▶ **Tasks and exercises**
A – Transcribe everything in the passage on character from "Thus, whoever is" down to "and potential disasters.".
B – For each statement below, answer yes or no depending on whether the passage on character agrees with it, and quote the words of the passage that decide it. (i) Whoever is elected will leave roughly half the population upset. (ii) Looking at a person externally reveals what is in that person's heart. (iii) The problem in the current presidential election lies on only one side of the aisle.

▶ **Passage shown**

============

Jesus insists that character matters, big time! What is in the heart will flow out. Elsewhere, he illustrates by citing good trees (internally healthy and whole) that cannot help but produce good fruit, and bad trees that produce rotten fruit (Luke 6:43-45 ). You cannot separate one part of a person from the other parts, as we commonly assume and do: Private vs. public; inside and outside. Who we are affects if not entirely determines what we do. We are driven by what’s inside. Out of the heart flow thoughts, feelings, acts, words, responses. The worst that plagues our world is incubated in human hearts. Then it flows from human hearts.
In Jesus’ sermon of the Mount, Jesus says you’re not OK if all you’ve done is lust in your heart, but haven’t had sex. No, you are an adulterer or sexual sinner before you ever commit a sinful act sexually. Jesus says you are not OK if you keep from actually striking, assaulting or killing someone. No, you’re OK only when you do not want to, when no anger hides in your heart. Character matters because who we really are flows from our hearts. What is in our hearts, will lead to acts, will express itself in words, deeds, responses. If you look at me externally you cannot know what’s in my heart. But watch what I do, listen to what I say, see how I respond under pressure, do this over time and you will see my heart and know what’s really there and what I am truly about.
Coming back now to this question: in 2016 Presidential election, does character matter? Yes, it matters. If you see someone speaking and acting in ways that are not good over time—it’s not AN ACCIDENT you are seeing. It is a revelation of who he or she is. The fruit tells much, if not all. Character matters: if you believe that he or she is dishonest, untrustworthy, disrespectful of others, self-centered or absorbed, ethno-centered, tribal, hateful, biased—whatever, it matters because out of such a heart will flow decisions and actions that are not good and are destructive.
Which means, in the current presidential election, we have a problem. On both sides of the aisle we have a problem. In a sense, our choices and the way people think about them put us in a no win situation. Whoever is elected will have serious heart issues and will have potential to bring great woe to our nation and the world. This has always been true to some degree, but seems especially and painfully true now.
Thus, whoever is elected will have roughly half the population very upset, angry, and who knows what might happen as a result. No matter who is elected, it will likely lead to some of the same basic problems and potential disasters.

============

▶ **Data shown**
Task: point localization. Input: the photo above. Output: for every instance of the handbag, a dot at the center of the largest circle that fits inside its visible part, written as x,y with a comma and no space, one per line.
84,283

============

▶ **Responses in order**
A –
Thus, whoever is elected will have roughly half the population very upset, angry, and who knows what might happen as a result. No matter who is elected, it will likely lead to some of the same basic problems and potential disasters.

B –
(i) Yes: "whoever is elected will have roughly half the population very upset, angry"
(ii) No: "If you look at me externally you cannot know what’s in my heart."
(iii) No: "On both sides of the aisle we have a problem."